### WHAT IS EXPECTED
Search the listing for the string "forehead" and copy every line that contains it.

::::::

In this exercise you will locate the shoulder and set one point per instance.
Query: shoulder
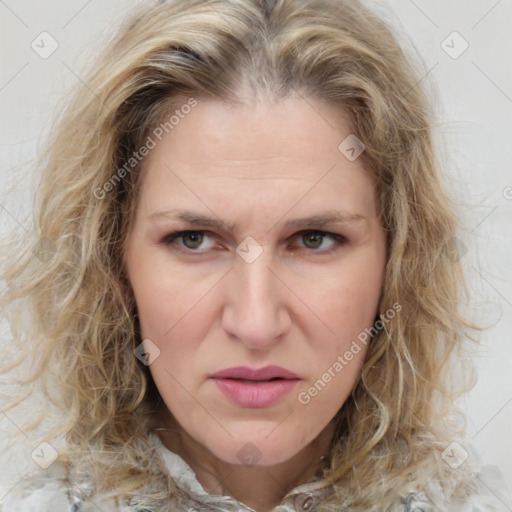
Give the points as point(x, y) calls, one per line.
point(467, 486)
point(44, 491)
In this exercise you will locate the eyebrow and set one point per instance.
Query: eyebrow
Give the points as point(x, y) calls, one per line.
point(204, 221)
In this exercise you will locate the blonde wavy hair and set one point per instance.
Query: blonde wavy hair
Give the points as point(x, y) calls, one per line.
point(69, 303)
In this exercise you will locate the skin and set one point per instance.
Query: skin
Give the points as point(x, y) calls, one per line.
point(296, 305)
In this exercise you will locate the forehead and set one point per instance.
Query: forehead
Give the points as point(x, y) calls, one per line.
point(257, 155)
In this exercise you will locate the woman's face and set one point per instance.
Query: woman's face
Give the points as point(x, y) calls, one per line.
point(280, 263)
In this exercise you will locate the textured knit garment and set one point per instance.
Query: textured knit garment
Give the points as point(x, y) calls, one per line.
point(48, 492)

::::::

### RESPONSE FOR THIS EXERCISE
In this exercise you will locate the forehead and set one point per instance.
Query: forehead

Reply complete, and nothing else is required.